Is the 360 cpu limited?

pjbliverpool · Mar 14, 2007

Thanks for clearing that up 3dillentante and inefficient. It seems Xenon is more comparable in both performance and functional unit capability to an Athlon X2 than to a single core solution.

3dilettante · Mar 14, 2007

pjbliverpool said:
Thanks for clearing that up 3dillentante and inefficient. It seems Xenon is more comparable in both performance and functional unit capability to an Athlon X2 than to a single core solution.

There aren't many head to head benchmarks to be sure about that. I'd be cautious to say that for a dual-core X2. My comparison was for a single A64 core only.

The X2 still has better branch prediction, more cache overall, and would be able to tolerate less optimal code.

In heavily threaded code that is more optimized, Xenon could do better in cases where the ILP is low and the A64's AGUs are less utilized. While the AGUs are specialized units, they are used a lot for x86 code.
Equivalent code on Xenon would lean heavily on the extra int unit.

*-*-*

■ BRIEF A ■
In the thread, what advantages does 3dilettante say the X2 still has?
■ BRIEF B ■
Quote the stretch of the thread from "3dilettante · Mar" through "extra int unit.".
■ BRIEF C ■
State whether each statement agrees with the thread, answering yes or no and quoting the deciding words: (i) 3dilettante's comparison concerned a single A64 core only. (ii) Many head-to-head benchmarks are available to settle the comparison. (iii) Equivalent code on Xenon would rely heavily on the extra int unit.

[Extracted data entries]
*-*-*

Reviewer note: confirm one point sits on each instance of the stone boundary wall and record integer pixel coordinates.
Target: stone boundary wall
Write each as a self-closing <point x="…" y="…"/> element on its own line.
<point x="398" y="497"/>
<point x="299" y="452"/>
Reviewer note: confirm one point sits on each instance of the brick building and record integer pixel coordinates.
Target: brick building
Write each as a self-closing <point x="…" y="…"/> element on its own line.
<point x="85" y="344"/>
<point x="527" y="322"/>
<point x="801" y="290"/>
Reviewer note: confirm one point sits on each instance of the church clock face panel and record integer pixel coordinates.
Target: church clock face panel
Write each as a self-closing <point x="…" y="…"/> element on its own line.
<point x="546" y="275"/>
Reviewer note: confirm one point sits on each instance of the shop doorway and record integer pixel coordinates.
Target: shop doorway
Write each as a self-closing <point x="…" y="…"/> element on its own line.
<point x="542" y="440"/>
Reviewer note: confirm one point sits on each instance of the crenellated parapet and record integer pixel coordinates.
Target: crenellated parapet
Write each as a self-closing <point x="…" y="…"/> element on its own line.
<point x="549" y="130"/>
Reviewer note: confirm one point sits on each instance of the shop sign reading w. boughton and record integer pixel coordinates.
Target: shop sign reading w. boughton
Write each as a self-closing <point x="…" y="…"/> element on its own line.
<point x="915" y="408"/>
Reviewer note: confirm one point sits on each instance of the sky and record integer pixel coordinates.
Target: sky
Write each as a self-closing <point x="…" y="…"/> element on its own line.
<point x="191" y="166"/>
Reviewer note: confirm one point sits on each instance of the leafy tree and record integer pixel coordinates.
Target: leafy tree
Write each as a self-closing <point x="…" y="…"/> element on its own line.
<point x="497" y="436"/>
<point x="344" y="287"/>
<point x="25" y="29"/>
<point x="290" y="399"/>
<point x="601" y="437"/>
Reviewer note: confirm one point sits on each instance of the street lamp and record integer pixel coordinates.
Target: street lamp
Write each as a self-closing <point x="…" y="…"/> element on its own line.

*-*-*

■ COMPLETE RESPONSE A ■
Better branch prediction, more cache overall, and the ability to tolerate less optimal code.

■ COMPLETE RESPONSE B ■
3dilettante · Mar 14, 2007

pjbliverpool said:
Thanks for clearing that up 3dillentante and inefficient. It seems Xenon is more comparable in both performance and functional unit capability to an Athlon X2 than to a single core solution.

There aren't many head to head benchmarks to be sure about that. I'd be cautious to say that for a dual-core X2. My comparison was for a single A64 core only.

The X2 still has better branch prediction, more cache overall, and would be able to tolerate less optimal code.

In heavily threaded code that is more optimized, Xenon could do better in cases where the ILP is low and the A64's AGUs are less utilized. While the AGUs are specialized units, they are used a lot for x86 code.
Equivalent code on Xenon would lean heavily on the extra int unit.

■ COMPLETE RESPONSE C ■
(i) Yes: "My comparison was for a single A64 core only."
(ii) No: "There aren't many head to head benchmarks to be sure about that."
(iii) Yes: "Equivalent code on Xenon would lean heavily on the extra int unit."